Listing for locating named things
#####

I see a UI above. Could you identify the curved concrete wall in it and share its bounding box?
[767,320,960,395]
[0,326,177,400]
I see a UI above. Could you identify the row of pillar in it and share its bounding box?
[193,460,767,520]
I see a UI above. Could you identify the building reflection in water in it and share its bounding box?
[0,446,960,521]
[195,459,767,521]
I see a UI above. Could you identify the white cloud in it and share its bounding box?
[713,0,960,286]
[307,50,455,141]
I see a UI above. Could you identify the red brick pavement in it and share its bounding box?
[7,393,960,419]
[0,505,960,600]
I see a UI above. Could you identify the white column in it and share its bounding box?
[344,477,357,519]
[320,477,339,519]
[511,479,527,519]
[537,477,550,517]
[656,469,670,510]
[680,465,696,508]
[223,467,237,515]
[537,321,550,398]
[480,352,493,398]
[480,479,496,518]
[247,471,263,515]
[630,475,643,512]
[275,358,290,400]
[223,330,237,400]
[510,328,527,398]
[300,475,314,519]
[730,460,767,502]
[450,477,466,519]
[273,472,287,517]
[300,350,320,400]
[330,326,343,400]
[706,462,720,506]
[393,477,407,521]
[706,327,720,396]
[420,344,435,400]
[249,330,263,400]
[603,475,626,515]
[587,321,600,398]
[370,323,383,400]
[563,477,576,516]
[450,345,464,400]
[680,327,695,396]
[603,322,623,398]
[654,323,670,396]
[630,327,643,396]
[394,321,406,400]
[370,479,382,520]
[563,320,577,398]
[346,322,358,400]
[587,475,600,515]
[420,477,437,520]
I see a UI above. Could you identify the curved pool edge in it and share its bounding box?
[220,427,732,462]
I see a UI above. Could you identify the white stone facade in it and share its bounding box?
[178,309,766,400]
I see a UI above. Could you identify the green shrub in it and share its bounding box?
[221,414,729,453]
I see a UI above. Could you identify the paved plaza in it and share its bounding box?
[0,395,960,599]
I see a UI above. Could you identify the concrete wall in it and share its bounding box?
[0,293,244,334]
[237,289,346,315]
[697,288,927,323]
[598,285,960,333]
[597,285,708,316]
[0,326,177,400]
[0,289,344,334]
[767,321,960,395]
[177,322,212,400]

#####

# THE EXERCISE
Can you quote every line of the listing above word for word?

# ANSWER FOR THE TASK
I see a UI above. Could you identify the curved concrete wall in it and share its bounding box?
[767,320,960,395]
[0,326,177,400]
I see a UI above. Could you identify the row of pillar in it and share its bounding box?
[193,460,767,520]
I see a UI above. Could you identify the building reflection in water in it and share its bounding box?
[0,446,960,521]
[195,459,767,521]
I see a UI above. Could you identify the white cloud in it and share its bounding box?
[713,0,960,286]
[307,50,455,141]
I see a UI above. Could you identify the red brick pavement in it and share its bounding box?
[7,393,960,419]
[0,505,960,600]
I see a UI above. Could you identify the white column in it and share its bounding box?
[344,477,357,519]
[320,477,339,519]
[511,479,527,519]
[537,477,550,517]
[656,469,670,510]
[680,465,696,508]
[223,467,237,515]
[537,321,550,398]
[480,352,493,398]
[480,479,496,518]
[247,471,263,515]
[630,475,643,512]
[275,358,290,400]
[223,330,237,400]
[510,328,527,398]
[300,475,314,519]
[730,460,767,502]
[450,477,466,519]
[273,472,287,517]
[300,350,320,400]
[330,326,343,400]
[706,462,720,506]
[393,477,407,521]
[706,327,720,396]
[420,344,435,400]
[249,330,263,400]
[603,475,626,515]
[587,321,600,398]
[370,323,383,400]
[563,477,576,516]
[450,345,464,400]
[680,327,695,396]
[603,322,623,398]
[654,323,670,396]
[630,327,643,396]
[394,321,406,400]
[370,479,382,520]
[563,320,577,398]
[346,322,358,400]
[587,475,600,515]
[420,477,437,520]
I see a UI above. Could you identify the curved pool edge in it and share its bounding box?
[220,427,732,462]
I see a UI above. Could you identify the white stone facade in it and share its bounding box?
[178,309,766,400]
I see a UI above. Could you identify the green shrub in it and share its bounding box?
[221,414,729,453]
I see a UI above. Could you identify the paved plaza in it and share its bounding box?
[0,395,960,599]
I see a UI above. Could you identify the concrete wall in it and share its bounding box?
[0,293,244,334]
[237,289,346,315]
[697,288,927,323]
[598,285,960,333]
[597,285,708,316]
[0,326,177,400]
[0,289,344,334]
[767,321,960,395]
[177,322,212,400]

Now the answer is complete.